Obiettivo del compito >> Ripeti tali e quali tutte le voci che seguono.

- - -

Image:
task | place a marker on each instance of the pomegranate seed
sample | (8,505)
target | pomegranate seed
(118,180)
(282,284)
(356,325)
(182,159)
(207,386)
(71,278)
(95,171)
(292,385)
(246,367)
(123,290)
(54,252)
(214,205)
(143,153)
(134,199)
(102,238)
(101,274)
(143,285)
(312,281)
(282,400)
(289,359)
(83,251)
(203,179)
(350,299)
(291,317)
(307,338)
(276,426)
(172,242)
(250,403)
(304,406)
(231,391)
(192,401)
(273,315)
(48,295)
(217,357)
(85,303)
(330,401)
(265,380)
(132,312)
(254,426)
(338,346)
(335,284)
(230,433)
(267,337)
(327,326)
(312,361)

- - -

Risultato >>
Image:
task | place a marker on each instance of the pomegranate seed
sample | (8,505)
target | pomegranate seed
(118,180)
(282,284)
(356,325)
(182,159)
(207,386)
(71,278)
(95,171)
(292,385)
(246,367)
(123,290)
(54,252)
(214,205)
(143,153)
(134,199)
(102,238)
(101,274)
(143,285)
(312,281)
(282,400)
(289,359)
(83,251)
(203,179)
(350,299)
(291,317)
(307,338)
(276,426)
(172,242)
(250,403)
(304,406)
(231,391)
(192,401)
(273,315)
(48,295)
(217,357)
(85,303)
(330,401)
(265,380)
(132,312)
(254,426)
(338,346)
(335,284)
(230,433)
(267,337)
(327,326)
(312,361)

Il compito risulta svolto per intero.